Pourquoi suis-je complètement séduit par cette forme du musical, aussi bien au théâtre qu’au cinéma ? C’est peut-être que j’aime bien, quand je suis au spectacle, qu’on me montre du spectacle. Qu’on me dise : « Ce n’est pas la vie quotidienne que je montre, ce sont des acteurs maquillés qui sont sur un écran, sur une scène. On n’essaie pas de vous faire croire que c’est la réalité de tous les jours, c’est de l’imaginaire. » Ce point de vue est poussé à son maximum dans la comédie musicale. S’il y a une chose qu’on ne voit pas dans la vie quotidienne, c’est bien deux personnes en train de s’exprimer par le chant. C’est un phénomène si irrationnel qu’on se demande même comment l’idée en est venue. […] On ne peut pas pousser plus loin le manque de naturel. Je trouve ça très stimulant. Mais les raisons profondes de ce plaisir, je ne les connais pas. Ce que j’aime bien dans le cinéma, c’est que c’est un art impur qui mélange des tas de choses.

Alain Resnais, propos recueillis par Réal La Rochelle.
Entretien réalisé en septembre 1994 pour l’émission À l’écran de Radio-Canada. Reproduit dans Positif no 437-438, juillet-août 1997.

Je suis satisfait si les spectateurs comprennent qu’ils ne sont pas devant du cinéma vérité, qu’ils sont bien devant des acteurs, maquillés, qui ont appris leur texte, que je ne triche pas. Je n’essaie pas d’imiter la réalité. Si j’imite quelque chose, c’est l’imaginaire. Je serais content si l’on disait de mes films qu’ils sont des documentaires sur l’imaginaire.

Entretien avec Isabelle Regnier, le Monde, 25 septembre 2012.

________________

* [CONSIGNE] Dressez la liste de toutes les personnes nommées dans le texte sur la comédie musicale ci-dessus.

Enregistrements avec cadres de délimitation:
________________

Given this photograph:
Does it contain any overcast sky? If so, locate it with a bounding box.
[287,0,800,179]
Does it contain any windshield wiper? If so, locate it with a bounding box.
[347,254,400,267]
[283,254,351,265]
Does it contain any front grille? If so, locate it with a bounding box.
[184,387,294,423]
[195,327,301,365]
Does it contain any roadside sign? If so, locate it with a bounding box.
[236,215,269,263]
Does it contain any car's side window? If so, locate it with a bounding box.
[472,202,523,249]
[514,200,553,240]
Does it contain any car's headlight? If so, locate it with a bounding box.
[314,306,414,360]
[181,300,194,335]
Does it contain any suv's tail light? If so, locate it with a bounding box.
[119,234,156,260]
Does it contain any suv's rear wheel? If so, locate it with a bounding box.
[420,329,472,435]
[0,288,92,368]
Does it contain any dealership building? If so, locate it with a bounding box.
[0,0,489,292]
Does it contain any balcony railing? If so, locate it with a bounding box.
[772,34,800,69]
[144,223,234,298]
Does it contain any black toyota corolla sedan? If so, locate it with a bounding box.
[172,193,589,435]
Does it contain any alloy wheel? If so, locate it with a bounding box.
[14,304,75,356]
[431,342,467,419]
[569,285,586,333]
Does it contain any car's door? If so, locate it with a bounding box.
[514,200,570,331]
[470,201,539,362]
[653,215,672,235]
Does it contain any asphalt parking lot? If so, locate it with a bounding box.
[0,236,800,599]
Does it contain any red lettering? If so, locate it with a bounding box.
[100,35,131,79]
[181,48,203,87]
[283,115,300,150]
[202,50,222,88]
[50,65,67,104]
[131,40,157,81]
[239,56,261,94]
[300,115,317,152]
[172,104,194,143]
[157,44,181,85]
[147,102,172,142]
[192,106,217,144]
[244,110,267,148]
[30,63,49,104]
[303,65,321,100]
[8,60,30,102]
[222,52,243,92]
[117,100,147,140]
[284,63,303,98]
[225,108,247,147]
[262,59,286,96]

________________

* [RÉPONSE] Alain Resnais, Réal La Rochelle, Isabelle Regnier